Dataset ▸

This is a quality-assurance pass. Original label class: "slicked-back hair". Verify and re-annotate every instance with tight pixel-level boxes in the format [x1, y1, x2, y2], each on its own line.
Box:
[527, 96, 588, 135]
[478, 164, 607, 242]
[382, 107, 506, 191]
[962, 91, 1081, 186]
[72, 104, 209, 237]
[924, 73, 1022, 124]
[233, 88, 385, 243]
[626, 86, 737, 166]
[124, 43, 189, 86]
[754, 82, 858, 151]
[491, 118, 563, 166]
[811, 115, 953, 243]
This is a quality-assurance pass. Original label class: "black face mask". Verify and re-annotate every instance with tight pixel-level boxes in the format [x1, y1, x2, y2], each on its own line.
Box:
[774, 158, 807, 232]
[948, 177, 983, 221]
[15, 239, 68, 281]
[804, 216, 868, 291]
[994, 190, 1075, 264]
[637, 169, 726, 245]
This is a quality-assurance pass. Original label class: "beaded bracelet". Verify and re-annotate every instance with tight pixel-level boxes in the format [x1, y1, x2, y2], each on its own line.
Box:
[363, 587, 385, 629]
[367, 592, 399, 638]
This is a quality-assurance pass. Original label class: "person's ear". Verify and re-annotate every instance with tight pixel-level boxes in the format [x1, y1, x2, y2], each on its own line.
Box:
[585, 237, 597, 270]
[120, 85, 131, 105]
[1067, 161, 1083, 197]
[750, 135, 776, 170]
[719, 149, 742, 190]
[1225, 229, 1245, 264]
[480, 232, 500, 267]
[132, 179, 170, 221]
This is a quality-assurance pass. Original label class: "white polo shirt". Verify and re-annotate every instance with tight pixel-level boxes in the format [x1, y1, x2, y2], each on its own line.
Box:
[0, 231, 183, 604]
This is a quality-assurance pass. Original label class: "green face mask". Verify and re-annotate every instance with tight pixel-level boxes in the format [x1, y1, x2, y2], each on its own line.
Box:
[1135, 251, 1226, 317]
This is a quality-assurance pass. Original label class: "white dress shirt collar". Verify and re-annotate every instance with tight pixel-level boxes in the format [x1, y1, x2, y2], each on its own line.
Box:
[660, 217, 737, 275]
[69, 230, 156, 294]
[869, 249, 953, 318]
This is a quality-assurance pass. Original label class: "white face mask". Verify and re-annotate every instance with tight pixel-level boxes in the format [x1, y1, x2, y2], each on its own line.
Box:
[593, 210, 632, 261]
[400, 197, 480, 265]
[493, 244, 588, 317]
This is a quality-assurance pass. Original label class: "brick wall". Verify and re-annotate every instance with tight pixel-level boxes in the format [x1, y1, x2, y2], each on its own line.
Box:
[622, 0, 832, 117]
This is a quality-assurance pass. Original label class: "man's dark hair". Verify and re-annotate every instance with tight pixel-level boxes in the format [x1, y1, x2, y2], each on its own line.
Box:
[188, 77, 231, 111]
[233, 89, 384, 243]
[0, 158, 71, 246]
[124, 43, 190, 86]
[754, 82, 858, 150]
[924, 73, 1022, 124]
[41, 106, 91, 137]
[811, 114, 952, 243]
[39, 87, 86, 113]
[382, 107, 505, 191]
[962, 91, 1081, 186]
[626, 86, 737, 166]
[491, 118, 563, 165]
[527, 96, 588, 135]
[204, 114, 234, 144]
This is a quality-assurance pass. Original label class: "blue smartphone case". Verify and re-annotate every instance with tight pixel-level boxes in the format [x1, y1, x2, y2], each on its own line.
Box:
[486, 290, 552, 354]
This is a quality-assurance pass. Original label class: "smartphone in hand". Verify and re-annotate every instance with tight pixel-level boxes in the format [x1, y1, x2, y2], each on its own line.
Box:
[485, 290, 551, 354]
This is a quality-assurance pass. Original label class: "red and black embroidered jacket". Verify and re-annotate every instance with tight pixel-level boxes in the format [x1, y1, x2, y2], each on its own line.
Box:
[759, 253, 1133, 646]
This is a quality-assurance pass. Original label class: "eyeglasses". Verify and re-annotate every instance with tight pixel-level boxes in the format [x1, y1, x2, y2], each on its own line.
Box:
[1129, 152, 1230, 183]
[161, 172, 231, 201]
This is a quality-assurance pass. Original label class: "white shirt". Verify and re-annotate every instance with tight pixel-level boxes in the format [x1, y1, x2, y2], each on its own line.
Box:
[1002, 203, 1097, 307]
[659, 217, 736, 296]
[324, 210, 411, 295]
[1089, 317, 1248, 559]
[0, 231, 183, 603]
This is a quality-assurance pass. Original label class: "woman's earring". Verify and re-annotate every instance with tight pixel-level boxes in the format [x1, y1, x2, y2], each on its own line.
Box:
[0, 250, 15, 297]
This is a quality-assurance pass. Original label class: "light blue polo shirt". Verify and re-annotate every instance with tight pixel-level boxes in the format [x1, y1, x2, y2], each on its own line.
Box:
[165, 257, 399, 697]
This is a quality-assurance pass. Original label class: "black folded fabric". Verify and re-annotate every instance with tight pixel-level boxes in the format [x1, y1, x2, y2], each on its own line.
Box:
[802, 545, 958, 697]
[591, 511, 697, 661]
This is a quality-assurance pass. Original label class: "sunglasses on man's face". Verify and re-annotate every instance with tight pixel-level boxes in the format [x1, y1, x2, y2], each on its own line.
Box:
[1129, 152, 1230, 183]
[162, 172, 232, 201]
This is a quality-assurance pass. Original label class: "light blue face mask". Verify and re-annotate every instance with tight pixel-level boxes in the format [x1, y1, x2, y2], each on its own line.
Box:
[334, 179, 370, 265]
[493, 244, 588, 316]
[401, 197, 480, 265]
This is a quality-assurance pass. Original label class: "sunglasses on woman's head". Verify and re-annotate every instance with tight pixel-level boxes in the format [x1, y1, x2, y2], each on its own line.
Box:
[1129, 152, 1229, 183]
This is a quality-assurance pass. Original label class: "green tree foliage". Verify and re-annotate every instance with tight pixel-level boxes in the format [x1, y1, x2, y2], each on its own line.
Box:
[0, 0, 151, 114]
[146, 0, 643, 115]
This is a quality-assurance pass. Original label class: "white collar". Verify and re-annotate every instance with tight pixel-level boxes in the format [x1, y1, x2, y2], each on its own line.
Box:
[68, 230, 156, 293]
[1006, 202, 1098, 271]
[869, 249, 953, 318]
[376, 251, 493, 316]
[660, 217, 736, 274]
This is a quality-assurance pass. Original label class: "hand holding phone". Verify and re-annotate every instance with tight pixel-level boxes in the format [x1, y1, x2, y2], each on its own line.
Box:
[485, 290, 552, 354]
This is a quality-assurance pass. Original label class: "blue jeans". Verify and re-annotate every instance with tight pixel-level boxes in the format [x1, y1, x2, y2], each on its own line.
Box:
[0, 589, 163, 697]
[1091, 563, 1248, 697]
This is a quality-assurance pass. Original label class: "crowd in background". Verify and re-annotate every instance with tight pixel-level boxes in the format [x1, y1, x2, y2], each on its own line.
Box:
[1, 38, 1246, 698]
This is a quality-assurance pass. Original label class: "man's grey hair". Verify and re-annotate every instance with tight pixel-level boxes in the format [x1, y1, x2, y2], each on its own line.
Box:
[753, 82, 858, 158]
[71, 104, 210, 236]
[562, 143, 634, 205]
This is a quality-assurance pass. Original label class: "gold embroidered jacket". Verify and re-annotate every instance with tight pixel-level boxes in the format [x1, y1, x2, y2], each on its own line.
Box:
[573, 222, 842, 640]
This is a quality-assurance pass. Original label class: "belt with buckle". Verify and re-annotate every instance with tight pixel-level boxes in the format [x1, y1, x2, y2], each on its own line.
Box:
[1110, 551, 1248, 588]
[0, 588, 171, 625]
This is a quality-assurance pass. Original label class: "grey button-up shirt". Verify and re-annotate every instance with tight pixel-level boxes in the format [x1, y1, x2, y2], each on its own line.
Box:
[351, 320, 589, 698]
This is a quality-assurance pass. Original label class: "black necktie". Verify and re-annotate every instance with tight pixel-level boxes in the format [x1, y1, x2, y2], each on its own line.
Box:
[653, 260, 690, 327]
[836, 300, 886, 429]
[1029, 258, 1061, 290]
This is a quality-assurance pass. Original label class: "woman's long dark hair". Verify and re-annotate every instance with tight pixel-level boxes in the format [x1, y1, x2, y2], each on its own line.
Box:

What is needed ▸ The required output is every line above that contains the string "smartphone".

Problem solution ▸
This is a quality-assurance pass. Original label class: "blue smartphone case". Verify and re-annotate every instance with tight pixel-level boxes in the format [x1, y1, x2, y2], each on its own line.
This is a quality-assurance pass. Original label class: "smartphone in hand". Verify and re-annotate every instance with tight pixel-level boxes in the format [x1, y1, x2, y2], each on its own line.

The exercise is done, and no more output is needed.